Once the pictures are set aside, transcribe each line of the listing exactly.
##############################
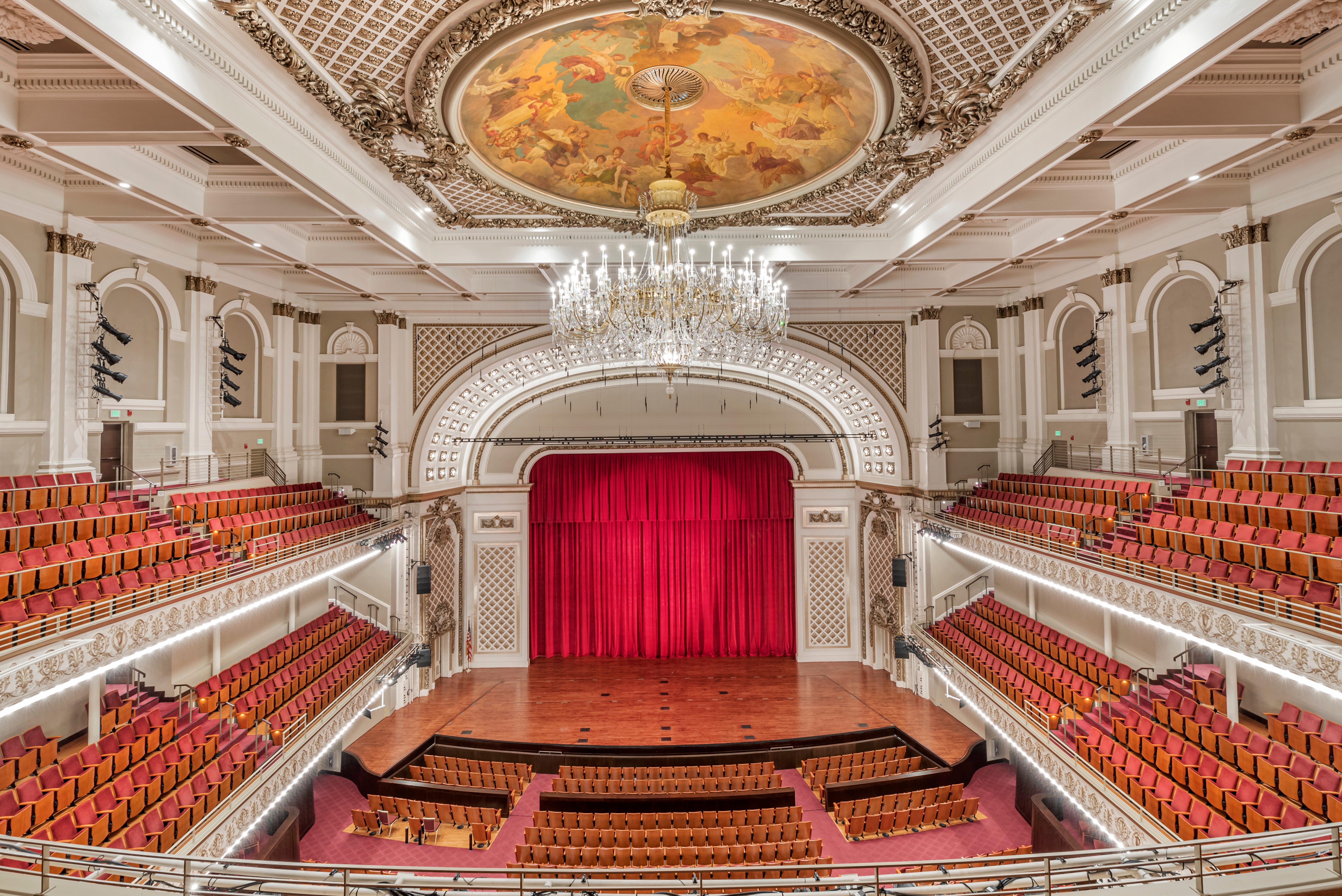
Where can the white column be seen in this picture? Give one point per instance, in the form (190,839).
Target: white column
(1011,431)
(97,685)
(1250,345)
(1232,689)
(65,447)
(282,383)
(929,466)
(1120,380)
(1037,382)
(199,440)
(309,439)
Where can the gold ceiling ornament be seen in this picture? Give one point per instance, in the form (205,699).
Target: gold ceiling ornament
(376,117)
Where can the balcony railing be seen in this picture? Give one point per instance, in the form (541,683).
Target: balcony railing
(1294,615)
(70,623)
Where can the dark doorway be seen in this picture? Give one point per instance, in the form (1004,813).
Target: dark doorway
(1204,439)
(109,454)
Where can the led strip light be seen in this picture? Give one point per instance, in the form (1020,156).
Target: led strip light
(175,639)
(1137,618)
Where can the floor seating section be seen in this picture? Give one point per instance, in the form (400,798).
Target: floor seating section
(897,801)
(1188,765)
(913,819)
(661,773)
(667,785)
(666,820)
(814,770)
(447,813)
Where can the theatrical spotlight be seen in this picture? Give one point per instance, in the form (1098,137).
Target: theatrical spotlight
(1202,349)
(124,339)
(104,391)
(1211,322)
(1203,369)
(119,377)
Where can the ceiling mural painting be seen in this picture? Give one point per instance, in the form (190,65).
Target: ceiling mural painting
(553,112)
(456,179)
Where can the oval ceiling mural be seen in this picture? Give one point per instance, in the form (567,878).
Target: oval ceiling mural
(782,108)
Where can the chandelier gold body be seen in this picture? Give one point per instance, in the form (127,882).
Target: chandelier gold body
(667,309)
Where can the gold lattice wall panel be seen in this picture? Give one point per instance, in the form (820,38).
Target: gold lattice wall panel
(827,592)
(442,347)
(496,597)
(964,37)
(359,37)
(880,345)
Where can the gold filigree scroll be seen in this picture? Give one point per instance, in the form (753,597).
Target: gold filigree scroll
(376,117)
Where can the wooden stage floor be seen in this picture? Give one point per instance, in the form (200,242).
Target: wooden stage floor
(663,703)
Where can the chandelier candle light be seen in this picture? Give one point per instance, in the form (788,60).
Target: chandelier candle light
(669,309)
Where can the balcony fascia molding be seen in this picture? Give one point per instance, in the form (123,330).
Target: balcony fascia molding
(1272,644)
(1129,825)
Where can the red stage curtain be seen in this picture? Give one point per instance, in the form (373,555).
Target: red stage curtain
(662,554)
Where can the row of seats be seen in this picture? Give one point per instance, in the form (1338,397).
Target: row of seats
(60,525)
(1061,512)
(319,695)
(1305,732)
(619,821)
(897,801)
(261,664)
(1035,528)
(665,773)
(454,764)
(824,764)
(1133,496)
(1223,580)
(667,836)
(197,508)
(1302,513)
(862,773)
(799,852)
(60,490)
(1302,478)
(449,815)
(672,785)
(908,820)
(235,532)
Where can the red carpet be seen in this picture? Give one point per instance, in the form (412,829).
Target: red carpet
(995,788)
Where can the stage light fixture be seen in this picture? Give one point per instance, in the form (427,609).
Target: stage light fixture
(1203,369)
(1202,349)
(119,377)
(124,339)
(1211,322)
(104,391)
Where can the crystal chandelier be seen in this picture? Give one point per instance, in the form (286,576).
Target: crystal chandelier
(670,308)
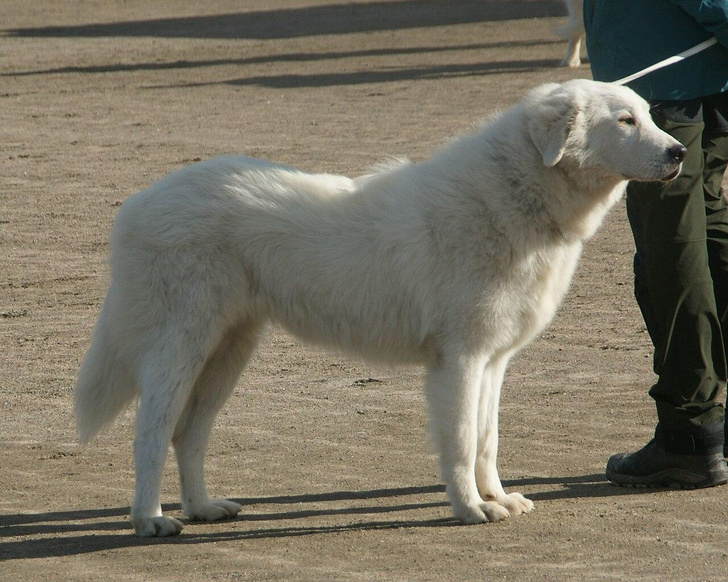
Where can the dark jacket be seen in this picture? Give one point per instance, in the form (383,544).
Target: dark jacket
(625,36)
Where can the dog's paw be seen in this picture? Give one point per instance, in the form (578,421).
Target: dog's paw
(480,513)
(149,527)
(516,504)
(214,510)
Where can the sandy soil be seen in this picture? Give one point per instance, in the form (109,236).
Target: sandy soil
(328,455)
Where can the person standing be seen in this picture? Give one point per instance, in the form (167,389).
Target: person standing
(680,230)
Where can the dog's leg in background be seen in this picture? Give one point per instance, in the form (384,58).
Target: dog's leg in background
(573,31)
(213,387)
(486,469)
(452,389)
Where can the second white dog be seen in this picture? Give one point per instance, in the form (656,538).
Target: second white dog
(455,262)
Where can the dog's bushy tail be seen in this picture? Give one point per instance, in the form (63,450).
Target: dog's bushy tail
(104,387)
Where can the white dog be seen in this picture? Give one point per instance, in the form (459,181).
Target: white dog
(455,262)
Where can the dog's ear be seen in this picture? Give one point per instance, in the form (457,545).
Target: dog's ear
(551,112)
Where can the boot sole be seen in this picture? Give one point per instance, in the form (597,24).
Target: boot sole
(669,479)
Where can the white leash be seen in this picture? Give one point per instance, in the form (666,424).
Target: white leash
(667,62)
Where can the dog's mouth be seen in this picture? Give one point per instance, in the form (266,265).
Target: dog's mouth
(664,179)
(672,175)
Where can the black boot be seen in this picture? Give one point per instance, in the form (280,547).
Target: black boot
(653,466)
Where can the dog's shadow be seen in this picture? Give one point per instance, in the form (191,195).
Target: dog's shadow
(67,533)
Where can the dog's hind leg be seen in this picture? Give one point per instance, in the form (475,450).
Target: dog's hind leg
(452,389)
(168,373)
(486,469)
(213,387)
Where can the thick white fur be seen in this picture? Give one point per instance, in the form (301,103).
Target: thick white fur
(454,263)
(573,32)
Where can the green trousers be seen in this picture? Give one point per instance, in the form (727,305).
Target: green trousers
(680,230)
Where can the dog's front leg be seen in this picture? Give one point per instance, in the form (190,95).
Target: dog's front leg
(486,470)
(452,389)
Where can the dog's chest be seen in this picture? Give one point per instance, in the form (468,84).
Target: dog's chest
(540,285)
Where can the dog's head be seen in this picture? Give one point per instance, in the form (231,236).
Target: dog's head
(601,127)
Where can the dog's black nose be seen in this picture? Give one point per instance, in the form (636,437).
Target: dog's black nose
(677,153)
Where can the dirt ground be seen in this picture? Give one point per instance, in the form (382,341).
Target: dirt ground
(328,455)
##############################
Answer to this task:
Where can the white column be seen in this picture? Give one point per instance, in the form (190,839).
Target: white column
(1011,431)
(97,685)
(1250,345)
(1232,689)
(65,447)
(282,383)
(929,466)
(1120,380)
(1037,382)
(199,440)
(309,439)
Where can the gold ceiling ornament be seen in this picture? Give one point per instance, in the form (205,699).
Target: gold ceiling ornament
(376,117)
Where can the balcony railing be seen in this picture? Give one point per instance, in the form (541,683).
Target: balcony railing
(1294,615)
(70,623)
Where can the dark doorway be seen in this picture? Give one point per instance, in the form (1004,813).
Target: dark doorway
(1204,439)
(109,454)
Where can the led strip light be seen in this picture? Give one point per instance, in the form (1020,156).
Target: led strip light
(175,639)
(1137,618)
Where can the floor seating section be seen in this picture? Give one point per instance, in the form (400,798).
Target: floor seating section
(897,801)
(1188,765)
(913,819)
(661,773)
(667,785)
(666,820)
(814,770)
(447,813)
Where can the theatrical spotlight be seen in this picture? Give one point per instance, in the form (1098,137).
Target: theatrical spotlight
(1202,349)
(124,339)
(104,391)
(1211,322)
(1203,369)
(119,377)
Where can the ceiling mural painting be seen in this picture? Give one point per instance, in the form (190,65).
Target: ceiling mural painting
(553,112)
(456,179)
Where can the oval ceiling mural be seen in this picture? Give one point per instance, in the form (567,878).
Target: oval ceiling mural
(782,108)
Where can the chandelier gold body be seen in this picture? Give one point per instance, in the form (127,882).
Target: chandelier gold body
(667,309)
Where can the gold lattice wall panel be seen in this picture? Give one point per instance, in the form (820,38).
Target: gold lattice wall panel
(827,592)
(442,347)
(496,597)
(964,37)
(359,37)
(880,345)
Where can the gold filigree scroll be seen in this picture? Give one point per instance, in the form (753,597).
Target: gold filigree scroll
(376,117)
Where can the wooden stage floor be seen in this picture? Give one point per instance, in the form (200,242).
Target: wooden stage floor
(663,703)
Where can the chandelier candle light be seen in this picture? Give one point per instance, in the form (788,60).
Target: chandelier candle light
(669,309)
Where can the balcony fascia molding be seen in this picture? Give one point per instance, in the form (123,330).
Target: balcony fascia molding
(1272,644)
(1129,825)
Where can the red stage curtain be seen in this picture? Give one point per instance, in the form (373,555).
Target: red stage curtain
(662,554)
Where can the row of seats be seen in this picture? Give one point per instance, in the form (1338,397).
Target: row of seats
(60,525)
(1061,512)
(319,695)
(1305,732)
(619,821)
(897,801)
(261,664)
(1035,528)
(665,773)
(454,764)
(824,764)
(1133,496)
(1223,580)
(667,836)
(197,508)
(1302,513)
(862,773)
(799,852)
(60,490)
(1302,478)
(449,815)
(672,785)
(908,820)
(235,532)
Where can the red carpet be seen in this picture? Give one point per instance, in the form (412,829).
Target: red carpet
(995,788)
Where can the stage light fixture be seen in this picture? Give one point per instance, in the form (427,609).
Target: stage light fixture
(1203,369)
(1202,349)
(119,377)
(124,339)
(1211,322)
(104,391)
Where can the crystal chandelier be seen in this picture? Give one point per instance, in the form (286,576).
Target: crystal chandelier
(670,308)
Where can the dark jacket be seen in this picture? Give one point per instance, in the form (383,544).
Target: dark jacket
(625,36)
Where can the dog's paw be seen in this picture? Give one point per instance, in the form (578,421).
Target: dog's paw
(480,513)
(149,527)
(516,504)
(214,510)
Where can the sandy soil be seen in this picture? Give one point per instance, in the form (109,236).
Target: sandy soil
(328,455)
Where can the person standing be seen in this picture? Give one point per instance, in the form (167,389).
Target: person standing
(680,230)
Where can the dog's leg in background be seen in this picture? Give one point per instance, in the form (384,58).
Target: dog's leg in background
(573,31)
(213,387)
(486,469)
(452,389)
Where can the second white dog be seen in this picture? Give one point per instance, in the form (656,538).
Target: second white dog
(455,262)
Where can the dog's bushy tail be seen in this picture? Give one point per instance, in the form (63,450).
Target: dog's bushy tail
(104,387)
Where can the white dog be seen in this picture? Give one point per instance, in the form (459,181).
Target: white dog
(455,262)
Where can the dog's ear be seen in this picture? Give one point per instance, in the form (457,545).
Target: dog's ear
(551,112)
Where can the boot sole be seen in this picture? Give one point per instance, in the form (597,24).
Target: boot sole
(669,479)
Where can the white leash be seen in this picture? Give one point per instance, in the form (666,424).
Target: white leash
(667,62)
Where can the dog's mouth be seen in this picture? Give one point per instance, in the form (266,265).
Target: dog's mouth
(664,179)
(672,175)
Where can the black boot be seen in this picture? Give one point per instance, in the form (280,547).
Target: black boot
(653,466)
Where can the dog's shadow be seen in this picture? Give one point per instance, in the form (191,195).
Target: dog's shadow
(67,533)
Where can the dog's hind leg be seen in this picture? Give one point per instance, in the form (475,450).
Target: dog's hind leg
(452,389)
(168,373)
(486,469)
(213,387)
Where can the thick white fur be seen in this picture? Give one point per instance, in the form (301,103).
Target: thick white fur
(454,263)
(573,32)
Where can the green trousers be seen in this picture? Give one point per instance, in the form (727,305).
Target: green trousers
(680,230)
Where can the dog's front leg be seen in this picture? Give one point per instance, in the form (190,95).
Target: dog's front leg
(486,470)
(452,389)
Where can the dog's chest be seen in this picture? Give one point per instance, in the form (468,84).
Target: dog's chest
(540,285)
Where can the dog's head be seen in this picture? Give one point per instance, in the form (231,236).
Target: dog's head
(601,127)
Where can the dog's black nose be seen in this picture? Give one point per instance, in the form (636,437).
Target: dog's black nose
(677,153)
Where can the dirt ground be seen in this picture? Give one point per instance, in the form (382,341).
Target: dirt ground
(328,455)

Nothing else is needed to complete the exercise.